_PROVIDED DATA_
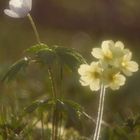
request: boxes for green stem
[48,67,56,101]
[27,14,41,44]
[41,112,45,140]
[48,67,57,140]
[93,85,105,140]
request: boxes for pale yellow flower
[120,51,138,76]
[91,40,114,60]
[91,40,129,67]
[103,69,126,90]
[78,62,102,91]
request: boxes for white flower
[120,51,138,76]
[4,0,32,18]
[103,69,126,90]
[78,62,102,91]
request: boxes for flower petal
[127,61,138,72]
[115,41,124,49]
[91,48,103,59]
[4,9,20,18]
[90,79,100,91]
[78,64,89,75]
[24,0,32,11]
[101,40,114,49]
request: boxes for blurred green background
[0,0,140,138]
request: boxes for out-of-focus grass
[0,1,140,138]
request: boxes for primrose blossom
[78,40,138,91]
[4,0,32,18]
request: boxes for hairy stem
[27,14,41,44]
[92,85,105,140]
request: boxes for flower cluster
[78,40,138,91]
[4,0,32,18]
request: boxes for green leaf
[56,100,83,122]
[24,99,53,114]
[54,47,86,70]
[2,57,29,81]
[25,43,49,53]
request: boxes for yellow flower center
[104,51,113,60]
[90,71,100,79]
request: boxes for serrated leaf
[54,47,86,70]
[24,99,52,113]
[25,43,49,53]
[2,57,29,81]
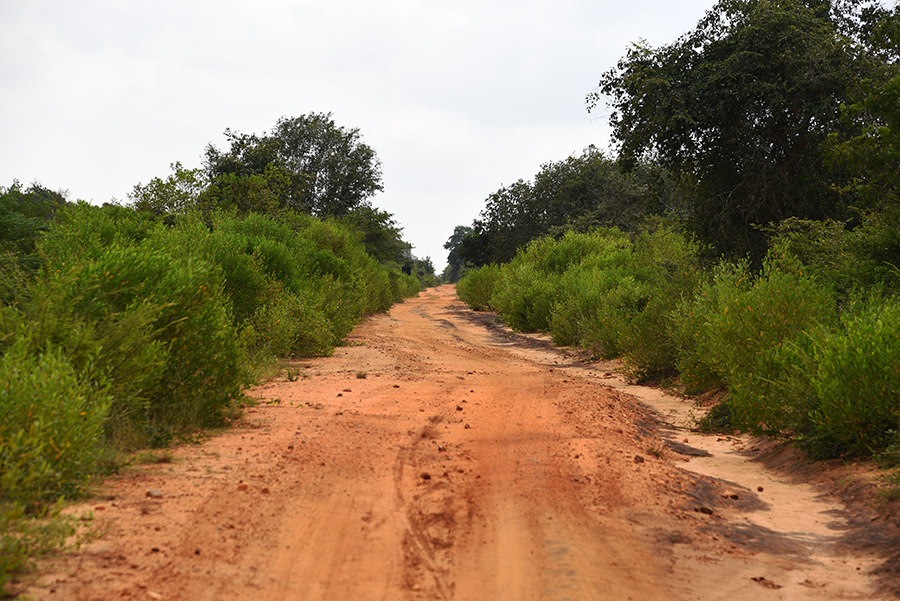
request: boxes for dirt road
[22,287,891,601]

_PROBLEM DESCRIPTION_
Rescale the listing above by multiplying every bounding box coordinate by 2.3 and rounding each result to the nearest whole number, with halves rounded up. Reproduce all of its lines, including the requests, and omit the pictures.

_SOLUTION_
request: boxes for green stem
[110,154,129,232]
[62,32,94,101]
[94,258,104,322]
[110,154,131,322]
[214,196,242,322]
request: boxes for pale yellow flower
[276,117,317,175]
[209,92,262,138]
[209,92,297,154]
[237,159,290,207]
[179,143,235,209]
request: boxes for white flower
[276,117,317,175]
[9,0,74,41]
[237,159,290,207]
[179,143,235,209]
request: boxes for flower petal
[292,140,317,166]
[265,94,285,113]
[209,110,237,136]
[9,21,46,41]
[207,182,230,209]
[179,147,205,173]
[55,0,74,25]
[232,92,262,113]
request: boxes for blurred green background
[0,0,322,317]
request: boxes for out-of-focus grass
[0,2,322,317]
request: boxes for primrose blossom
[179,92,317,209]
[9,0,74,41]
request: boxes for hairy stem
[62,32,94,101]
[212,196,242,322]
request: boxes for flower cluster
[179,92,317,209]
[9,0,74,41]
request: boxes for green leaf
[129,230,191,281]
[55,228,122,262]
[124,108,198,161]
[5,131,67,186]
[58,99,113,122]
request: boxes for yellow flower center
[239,117,260,138]
[207,163,230,182]
request: boxes for serrated leaf
[124,108,198,161]
[55,228,120,260]
[58,99,113,122]
[5,131,67,186]
request: boxes for dirt road
[51,660,2049,1382]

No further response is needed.